Your answer must be the records below, given again exactly, with no pictures in it.

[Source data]
--- START ---

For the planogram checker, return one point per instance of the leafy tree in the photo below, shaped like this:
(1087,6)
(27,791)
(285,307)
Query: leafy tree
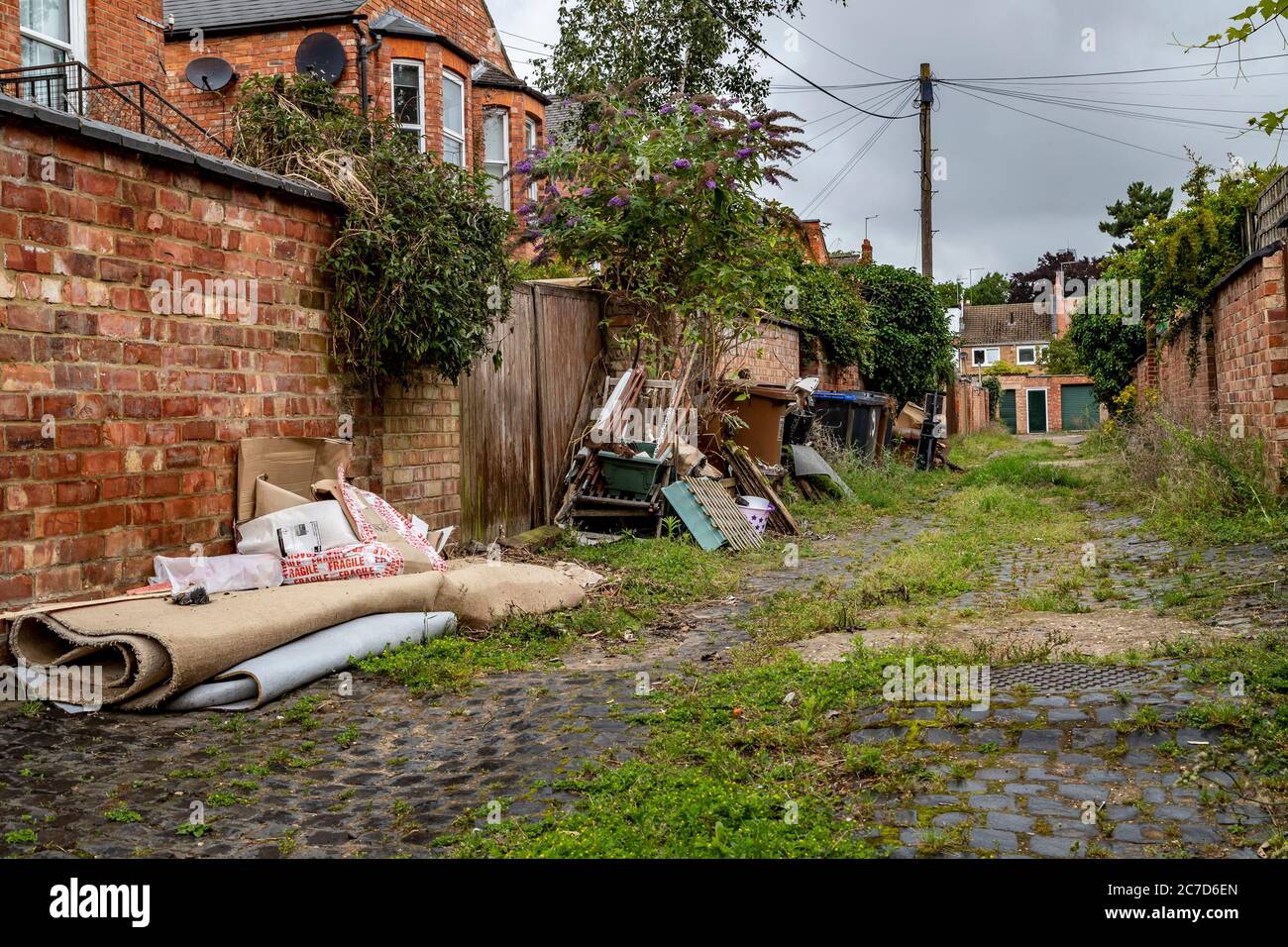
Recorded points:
(913,351)
(1243,25)
(1142,204)
(829,307)
(1109,348)
(421,264)
(1026,286)
(681,44)
(992,289)
(1061,359)
(661,206)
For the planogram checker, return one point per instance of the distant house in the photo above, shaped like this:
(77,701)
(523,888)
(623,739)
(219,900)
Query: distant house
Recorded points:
(1010,333)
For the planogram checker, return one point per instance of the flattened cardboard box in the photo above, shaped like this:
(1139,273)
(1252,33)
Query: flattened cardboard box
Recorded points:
(291,463)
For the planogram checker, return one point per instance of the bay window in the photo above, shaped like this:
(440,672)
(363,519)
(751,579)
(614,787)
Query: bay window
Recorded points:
(52,33)
(496,154)
(454,119)
(408,82)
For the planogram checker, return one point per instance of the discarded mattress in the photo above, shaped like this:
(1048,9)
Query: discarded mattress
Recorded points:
(151,650)
(288,668)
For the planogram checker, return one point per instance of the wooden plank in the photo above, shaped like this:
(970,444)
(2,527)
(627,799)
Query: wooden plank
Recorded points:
(724,513)
(751,482)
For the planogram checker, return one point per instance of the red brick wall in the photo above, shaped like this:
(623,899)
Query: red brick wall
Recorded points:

--- END ---

### Worked solution
For the planogram checker, return one point per instance of the leafy tree in the photo below, shaped like this:
(1087,6)
(27,791)
(285,307)
Query: leafy tree
Recorded points:
(913,351)
(1243,25)
(1142,204)
(829,307)
(1109,348)
(421,264)
(1026,286)
(681,44)
(992,289)
(1061,359)
(661,206)
For the planogram checker, return one point per instance of the distant house in the photo above, shaped like this:
(77,701)
(523,888)
(623,739)
(219,900)
Query: distant house
Recorded points:
(1010,333)
For the planogram checker, return one point per instance of the flattened cardboard box in the photo above, shaped like this:
(1139,273)
(1252,33)
Query: flattened cardboard box
Recorded points:
(291,463)
For the planogram checker, return one point per instance of the bay window in the photo above, shaped like this:
(440,672)
(363,519)
(751,579)
(614,787)
Query: bay window
Recorded points:
(52,33)
(496,154)
(454,119)
(408,82)
For the planogram checker, return one point per instance of the discarded mattress in the photo above, shaped like this:
(1048,9)
Query: discarded mattress
Recorded points:
(151,650)
(288,668)
For the planogram checker, return one point per instance of the wooden plank in the photo above, shaped like this:
(970,444)
(2,527)
(627,799)
Query: wooden plank
Recorded points:
(724,513)
(751,482)
For the planogram checker, return one point per instance of the red brick wall in the photo above, shaped like this:
(623,899)
Query: red brick wall
Recorded points:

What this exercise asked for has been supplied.